======== Given information
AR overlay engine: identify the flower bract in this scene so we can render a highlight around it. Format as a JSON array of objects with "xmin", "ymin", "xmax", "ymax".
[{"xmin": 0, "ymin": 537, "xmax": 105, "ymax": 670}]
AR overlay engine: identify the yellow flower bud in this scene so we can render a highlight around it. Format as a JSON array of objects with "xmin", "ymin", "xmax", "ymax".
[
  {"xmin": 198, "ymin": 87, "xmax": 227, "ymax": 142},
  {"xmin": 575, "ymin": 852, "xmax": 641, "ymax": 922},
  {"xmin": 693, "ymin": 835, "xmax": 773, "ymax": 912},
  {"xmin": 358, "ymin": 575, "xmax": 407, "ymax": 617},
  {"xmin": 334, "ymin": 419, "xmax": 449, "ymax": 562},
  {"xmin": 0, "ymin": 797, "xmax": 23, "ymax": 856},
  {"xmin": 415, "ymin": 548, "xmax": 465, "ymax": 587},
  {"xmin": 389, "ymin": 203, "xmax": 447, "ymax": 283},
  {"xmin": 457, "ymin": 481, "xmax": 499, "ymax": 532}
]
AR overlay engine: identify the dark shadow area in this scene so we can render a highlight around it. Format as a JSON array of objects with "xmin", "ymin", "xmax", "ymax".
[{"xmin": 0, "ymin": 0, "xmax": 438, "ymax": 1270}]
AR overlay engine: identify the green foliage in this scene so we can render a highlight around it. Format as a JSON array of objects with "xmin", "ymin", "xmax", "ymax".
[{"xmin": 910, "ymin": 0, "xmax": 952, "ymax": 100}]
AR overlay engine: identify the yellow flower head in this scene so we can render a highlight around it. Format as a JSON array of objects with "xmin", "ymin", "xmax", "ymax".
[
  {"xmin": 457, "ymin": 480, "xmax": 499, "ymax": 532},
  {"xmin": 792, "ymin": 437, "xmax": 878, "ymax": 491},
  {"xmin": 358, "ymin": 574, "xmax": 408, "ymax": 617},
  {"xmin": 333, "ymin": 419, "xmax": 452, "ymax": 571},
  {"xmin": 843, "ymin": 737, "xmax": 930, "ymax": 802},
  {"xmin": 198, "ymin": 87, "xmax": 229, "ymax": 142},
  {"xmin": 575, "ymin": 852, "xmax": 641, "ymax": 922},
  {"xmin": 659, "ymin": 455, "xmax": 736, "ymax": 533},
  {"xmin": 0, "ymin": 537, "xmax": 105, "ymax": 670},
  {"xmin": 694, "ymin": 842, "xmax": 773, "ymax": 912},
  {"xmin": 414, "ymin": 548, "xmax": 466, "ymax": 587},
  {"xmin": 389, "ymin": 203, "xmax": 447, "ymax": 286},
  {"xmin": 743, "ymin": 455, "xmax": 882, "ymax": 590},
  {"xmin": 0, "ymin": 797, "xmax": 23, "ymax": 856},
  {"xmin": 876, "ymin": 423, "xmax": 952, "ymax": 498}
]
================
» What the task requires:
Starting with the line that contains "AR overlay engine: identify the dark" and going on through the end of the listing above, write out every line again, adding 4 to each coordinate value in the answers and leaving all other text unchanged.

» Task solution:
AR overlay engine: identify the dark shadow area in this scene so we can render a highlight around it. Format as a JSON array of objects with "xmin", "ymin", "xmax", "ymax".
[{"xmin": 4, "ymin": 4, "xmax": 442, "ymax": 1274}]
AR overlay engine: identify the green foliage in this scene so we can render a highlight around it. Format as a JSON array of objects with "xmin", "ymin", "xmax", "ymax".
[{"xmin": 914, "ymin": 4, "xmax": 956, "ymax": 104}]
AR overlay engine: identify the yellow flower head in this scene so we can render a highlight around it. Format as a JSON array of objects with "xmin", "ymin", "xmax", "ymax".
[
  {"xmin": 461, "ymin": 484, "xmax": 503, "ymax": 536},
  {"xmin": 796, "ymin": 441, "xmax": 882, "ymax": 495},
  {"xmin": 362, "ymin": 578, "xmax": 412, "ymax": 621},
  {"xmin": 337, "ymin": 423, "xmax": 456, "ymax": 575},
  {"xmin": 847, "ymin": 741, "xmax": 934, "ymax": 806},
  {"xmin": 202, "ymin": 91, "xmax": 233, "ymax": 146},
  {"xmin": 579, "ymin": 856, "xmax": 645, "ymax": 926},
  {"xmin": 663, "ymin": 459, "xmax": 740, "ymax": 537},
  {"xmin": 4, "ymin": 541, "xmax": 109, "ymax": 674},
  {"xmin": 698, "ymin": 846, "xmax": 777, "ymax": 916},
  {"xmin": 418, "ymin": 552, "xmax": 470, "ymax": 591},
  {"xmin": 393, "ymin": 207, "xmax": 451, "ymax": 290},
  {"xmin": 747, "ymin": 459, "xmax": 886, "ymax": 594},
  {"xmin": 4, "ymin": 801, "xmax": 27, "ymax": 860},
  {"xmin": 880, "ymin": 427, "xmax": 956, "ymax": 502}
]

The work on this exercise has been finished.